#### TASK PROMPT:
Only an exact copy of the lines beginning at the one that contains "of the dust" and ending at the last line of the records below counts as the answer.
------ MATERIAL SHOWN ------
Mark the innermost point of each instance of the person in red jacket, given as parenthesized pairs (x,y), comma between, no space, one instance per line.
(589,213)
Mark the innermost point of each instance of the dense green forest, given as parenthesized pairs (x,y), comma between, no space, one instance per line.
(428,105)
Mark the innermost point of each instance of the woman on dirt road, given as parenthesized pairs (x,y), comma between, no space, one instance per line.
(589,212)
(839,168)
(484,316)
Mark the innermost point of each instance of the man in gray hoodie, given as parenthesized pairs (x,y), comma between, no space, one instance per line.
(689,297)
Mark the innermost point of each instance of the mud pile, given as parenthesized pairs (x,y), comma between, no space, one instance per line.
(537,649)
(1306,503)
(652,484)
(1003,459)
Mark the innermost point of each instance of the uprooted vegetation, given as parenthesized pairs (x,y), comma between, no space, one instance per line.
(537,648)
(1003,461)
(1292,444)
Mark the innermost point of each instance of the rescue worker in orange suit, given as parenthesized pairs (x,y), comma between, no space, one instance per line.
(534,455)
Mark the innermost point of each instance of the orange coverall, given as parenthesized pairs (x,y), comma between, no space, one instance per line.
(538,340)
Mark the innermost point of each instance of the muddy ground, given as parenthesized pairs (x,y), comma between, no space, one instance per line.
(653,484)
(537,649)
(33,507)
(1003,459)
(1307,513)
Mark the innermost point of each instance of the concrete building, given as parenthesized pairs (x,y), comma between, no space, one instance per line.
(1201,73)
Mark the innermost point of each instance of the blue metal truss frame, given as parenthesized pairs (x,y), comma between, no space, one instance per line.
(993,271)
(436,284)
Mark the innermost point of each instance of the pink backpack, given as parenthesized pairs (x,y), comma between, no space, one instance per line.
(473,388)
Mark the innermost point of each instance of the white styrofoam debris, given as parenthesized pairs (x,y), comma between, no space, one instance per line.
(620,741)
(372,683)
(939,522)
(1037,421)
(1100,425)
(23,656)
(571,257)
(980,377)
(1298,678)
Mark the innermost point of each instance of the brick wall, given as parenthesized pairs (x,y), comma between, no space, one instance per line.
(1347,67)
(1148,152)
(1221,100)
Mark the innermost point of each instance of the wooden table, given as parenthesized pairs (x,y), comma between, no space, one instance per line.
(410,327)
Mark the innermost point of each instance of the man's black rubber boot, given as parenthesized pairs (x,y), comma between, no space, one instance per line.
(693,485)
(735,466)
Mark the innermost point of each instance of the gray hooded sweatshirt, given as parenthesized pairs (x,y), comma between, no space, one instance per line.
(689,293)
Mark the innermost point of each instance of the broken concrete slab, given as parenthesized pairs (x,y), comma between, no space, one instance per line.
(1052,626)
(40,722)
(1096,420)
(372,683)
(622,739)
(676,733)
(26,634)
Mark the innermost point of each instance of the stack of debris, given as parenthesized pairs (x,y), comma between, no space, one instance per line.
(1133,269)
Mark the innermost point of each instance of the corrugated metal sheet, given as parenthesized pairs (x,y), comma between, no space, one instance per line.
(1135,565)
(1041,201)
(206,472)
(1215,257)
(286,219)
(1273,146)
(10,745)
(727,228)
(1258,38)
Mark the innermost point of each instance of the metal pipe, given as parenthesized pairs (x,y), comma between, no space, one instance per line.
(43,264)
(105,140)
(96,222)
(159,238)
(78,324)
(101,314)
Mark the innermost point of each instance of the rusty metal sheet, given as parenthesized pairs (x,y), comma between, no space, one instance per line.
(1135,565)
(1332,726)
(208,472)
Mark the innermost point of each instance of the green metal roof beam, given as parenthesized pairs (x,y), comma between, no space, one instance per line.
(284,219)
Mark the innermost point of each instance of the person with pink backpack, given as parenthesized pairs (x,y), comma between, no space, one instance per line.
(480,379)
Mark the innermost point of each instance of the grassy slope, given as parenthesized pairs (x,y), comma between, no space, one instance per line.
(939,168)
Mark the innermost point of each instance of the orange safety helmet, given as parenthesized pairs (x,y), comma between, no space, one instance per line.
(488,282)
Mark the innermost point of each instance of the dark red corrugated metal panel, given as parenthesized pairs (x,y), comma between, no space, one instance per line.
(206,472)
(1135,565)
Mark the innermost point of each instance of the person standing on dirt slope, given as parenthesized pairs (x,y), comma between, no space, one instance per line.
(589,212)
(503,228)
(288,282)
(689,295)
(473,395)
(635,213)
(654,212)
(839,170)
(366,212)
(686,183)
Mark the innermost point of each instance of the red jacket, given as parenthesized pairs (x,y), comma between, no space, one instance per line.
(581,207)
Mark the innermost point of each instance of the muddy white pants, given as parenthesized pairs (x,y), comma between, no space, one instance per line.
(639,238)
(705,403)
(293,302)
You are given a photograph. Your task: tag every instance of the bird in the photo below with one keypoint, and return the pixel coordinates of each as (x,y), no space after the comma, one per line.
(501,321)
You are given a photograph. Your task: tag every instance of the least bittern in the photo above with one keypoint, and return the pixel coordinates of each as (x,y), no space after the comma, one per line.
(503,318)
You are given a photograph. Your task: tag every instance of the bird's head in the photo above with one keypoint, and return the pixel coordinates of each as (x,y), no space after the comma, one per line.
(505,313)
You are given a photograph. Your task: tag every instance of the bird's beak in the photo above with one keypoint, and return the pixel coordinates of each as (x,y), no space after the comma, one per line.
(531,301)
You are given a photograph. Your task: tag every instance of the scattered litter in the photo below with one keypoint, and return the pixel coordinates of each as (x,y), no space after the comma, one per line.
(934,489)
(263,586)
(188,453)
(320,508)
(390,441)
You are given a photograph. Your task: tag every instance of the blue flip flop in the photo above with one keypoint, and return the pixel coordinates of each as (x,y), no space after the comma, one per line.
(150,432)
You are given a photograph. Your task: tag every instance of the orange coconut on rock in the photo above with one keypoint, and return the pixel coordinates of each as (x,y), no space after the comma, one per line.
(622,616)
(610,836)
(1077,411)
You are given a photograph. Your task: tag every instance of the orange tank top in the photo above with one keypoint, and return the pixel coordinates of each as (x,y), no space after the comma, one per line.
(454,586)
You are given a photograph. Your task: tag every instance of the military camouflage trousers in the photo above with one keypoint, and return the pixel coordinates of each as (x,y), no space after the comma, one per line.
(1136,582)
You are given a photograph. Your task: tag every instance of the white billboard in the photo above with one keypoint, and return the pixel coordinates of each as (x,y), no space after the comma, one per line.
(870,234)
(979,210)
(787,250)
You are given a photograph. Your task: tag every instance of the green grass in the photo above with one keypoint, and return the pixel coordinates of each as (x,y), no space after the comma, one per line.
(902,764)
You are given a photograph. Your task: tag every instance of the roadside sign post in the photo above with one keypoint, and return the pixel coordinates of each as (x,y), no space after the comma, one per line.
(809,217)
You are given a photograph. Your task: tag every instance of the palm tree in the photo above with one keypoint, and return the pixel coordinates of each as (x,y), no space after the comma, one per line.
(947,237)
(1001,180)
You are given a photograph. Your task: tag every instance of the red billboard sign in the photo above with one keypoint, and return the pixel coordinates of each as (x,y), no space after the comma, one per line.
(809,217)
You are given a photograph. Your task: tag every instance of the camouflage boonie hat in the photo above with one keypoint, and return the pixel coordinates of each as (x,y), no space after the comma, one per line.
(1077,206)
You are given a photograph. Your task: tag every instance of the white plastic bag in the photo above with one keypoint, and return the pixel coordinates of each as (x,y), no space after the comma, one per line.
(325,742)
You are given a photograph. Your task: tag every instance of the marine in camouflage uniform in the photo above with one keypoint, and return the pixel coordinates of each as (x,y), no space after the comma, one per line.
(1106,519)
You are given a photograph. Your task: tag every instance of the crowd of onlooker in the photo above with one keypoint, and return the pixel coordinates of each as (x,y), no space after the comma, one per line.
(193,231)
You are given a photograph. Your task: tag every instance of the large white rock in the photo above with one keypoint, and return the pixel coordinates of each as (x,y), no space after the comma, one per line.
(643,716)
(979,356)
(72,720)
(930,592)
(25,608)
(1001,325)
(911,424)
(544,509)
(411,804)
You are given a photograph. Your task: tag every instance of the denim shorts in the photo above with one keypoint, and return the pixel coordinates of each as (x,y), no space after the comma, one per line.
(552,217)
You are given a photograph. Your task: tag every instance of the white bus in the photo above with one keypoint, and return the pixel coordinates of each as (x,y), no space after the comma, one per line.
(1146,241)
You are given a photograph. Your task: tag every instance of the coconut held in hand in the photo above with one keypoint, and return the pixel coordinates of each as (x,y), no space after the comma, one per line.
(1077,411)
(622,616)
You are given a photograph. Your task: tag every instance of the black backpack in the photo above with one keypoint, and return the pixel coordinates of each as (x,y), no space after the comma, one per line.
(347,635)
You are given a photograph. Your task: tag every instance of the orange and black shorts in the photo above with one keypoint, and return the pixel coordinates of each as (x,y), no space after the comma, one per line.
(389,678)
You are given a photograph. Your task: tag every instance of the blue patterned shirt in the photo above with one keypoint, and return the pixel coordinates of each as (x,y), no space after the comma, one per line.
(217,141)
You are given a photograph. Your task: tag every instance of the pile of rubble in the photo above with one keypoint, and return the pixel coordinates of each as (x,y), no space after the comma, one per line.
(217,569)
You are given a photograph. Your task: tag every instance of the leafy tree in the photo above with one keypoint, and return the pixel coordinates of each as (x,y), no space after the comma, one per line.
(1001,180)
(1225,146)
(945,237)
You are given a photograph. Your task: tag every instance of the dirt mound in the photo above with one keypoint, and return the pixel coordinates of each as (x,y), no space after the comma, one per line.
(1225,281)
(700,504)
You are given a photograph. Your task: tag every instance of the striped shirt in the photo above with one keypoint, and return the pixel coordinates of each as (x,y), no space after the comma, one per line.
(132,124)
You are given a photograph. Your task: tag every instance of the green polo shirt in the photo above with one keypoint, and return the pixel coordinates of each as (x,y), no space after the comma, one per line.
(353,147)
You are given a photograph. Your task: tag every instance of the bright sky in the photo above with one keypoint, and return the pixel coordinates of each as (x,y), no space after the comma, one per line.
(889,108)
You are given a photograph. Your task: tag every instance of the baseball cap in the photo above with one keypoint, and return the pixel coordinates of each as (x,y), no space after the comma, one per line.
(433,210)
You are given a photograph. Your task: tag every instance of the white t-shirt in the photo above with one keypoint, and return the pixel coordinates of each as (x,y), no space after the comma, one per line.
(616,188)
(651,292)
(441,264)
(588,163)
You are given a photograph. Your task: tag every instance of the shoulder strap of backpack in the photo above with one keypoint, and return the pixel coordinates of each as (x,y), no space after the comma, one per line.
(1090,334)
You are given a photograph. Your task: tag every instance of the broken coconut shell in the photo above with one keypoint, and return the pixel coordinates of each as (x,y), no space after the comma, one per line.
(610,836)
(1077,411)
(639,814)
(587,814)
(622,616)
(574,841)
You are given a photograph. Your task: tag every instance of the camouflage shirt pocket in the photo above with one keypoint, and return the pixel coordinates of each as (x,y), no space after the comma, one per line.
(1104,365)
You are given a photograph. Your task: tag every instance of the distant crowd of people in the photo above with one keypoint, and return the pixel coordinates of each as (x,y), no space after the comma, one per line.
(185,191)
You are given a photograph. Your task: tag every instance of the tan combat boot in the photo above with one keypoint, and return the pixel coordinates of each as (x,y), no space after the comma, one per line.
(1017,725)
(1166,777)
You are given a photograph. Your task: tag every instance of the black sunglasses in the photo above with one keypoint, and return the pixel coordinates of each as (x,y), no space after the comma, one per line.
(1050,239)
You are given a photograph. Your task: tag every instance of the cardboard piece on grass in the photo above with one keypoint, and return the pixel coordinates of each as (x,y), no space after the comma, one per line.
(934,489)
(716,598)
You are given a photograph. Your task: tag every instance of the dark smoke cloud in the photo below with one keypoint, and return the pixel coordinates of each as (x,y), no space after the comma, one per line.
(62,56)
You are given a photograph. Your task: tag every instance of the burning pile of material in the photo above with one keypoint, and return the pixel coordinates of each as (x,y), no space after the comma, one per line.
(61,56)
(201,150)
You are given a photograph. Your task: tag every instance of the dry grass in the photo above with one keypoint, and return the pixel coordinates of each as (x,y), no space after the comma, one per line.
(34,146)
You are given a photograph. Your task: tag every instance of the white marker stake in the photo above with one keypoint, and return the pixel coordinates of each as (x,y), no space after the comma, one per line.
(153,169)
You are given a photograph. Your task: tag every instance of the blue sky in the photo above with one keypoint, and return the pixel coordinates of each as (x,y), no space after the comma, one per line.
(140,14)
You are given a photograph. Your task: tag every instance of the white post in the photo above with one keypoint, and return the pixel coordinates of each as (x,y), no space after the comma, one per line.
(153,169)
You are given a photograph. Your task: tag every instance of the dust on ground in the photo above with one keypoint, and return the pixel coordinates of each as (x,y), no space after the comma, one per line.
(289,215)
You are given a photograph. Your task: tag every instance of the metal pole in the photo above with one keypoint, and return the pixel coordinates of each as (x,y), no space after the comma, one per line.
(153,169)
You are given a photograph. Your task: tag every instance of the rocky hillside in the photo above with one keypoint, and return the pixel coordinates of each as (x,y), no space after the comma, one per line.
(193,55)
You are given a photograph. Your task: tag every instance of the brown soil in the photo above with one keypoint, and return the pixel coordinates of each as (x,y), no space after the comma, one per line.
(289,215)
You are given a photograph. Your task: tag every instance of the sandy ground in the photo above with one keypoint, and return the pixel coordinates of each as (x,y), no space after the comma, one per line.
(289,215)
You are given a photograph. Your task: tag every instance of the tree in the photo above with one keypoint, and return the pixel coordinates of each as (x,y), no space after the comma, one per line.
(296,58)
------
#### OUTPUT OF THE EXERCISE:
You are given a photograph. Your task: tag every instance of the dust on ground in the photo above with one keypoint, and return the pixel coordinates of each as (x,y), no space after the comma, one per line.
(289,215)
You are given a photograph. Your task: tag every instance of the metal pole in the photo above with one keypoint, and return the pixel coordinates of each as (x,y), no space after the comma, one per line.
(153,169)
You are given a photograph. Your task: tag every instance of the rocky hillside in the photo above with one keypoint, and return the pixel coordinates of each as (x,y), no space after the comma, one per line.
(193,55)
You are given a photograph. Your task: tag every instance of the brown soil in the photo above with one keypoint, and return the pixel coordinates of each as (x,y), no space after the comma, one per line.
(289,215)
You are given a photograph. Your task: tag every instance of the sandy ground in the photo above with one keypoint, and return the pixel coordinates of each as (x,y), no space after the comma, one per line.
(289,215)
You are given a photograph. Your task: tag every instance of the tree in the photo above with one keypoint, and return the pixel coordinates of each as (x,y), no space after the comma, one per line.
(296,58)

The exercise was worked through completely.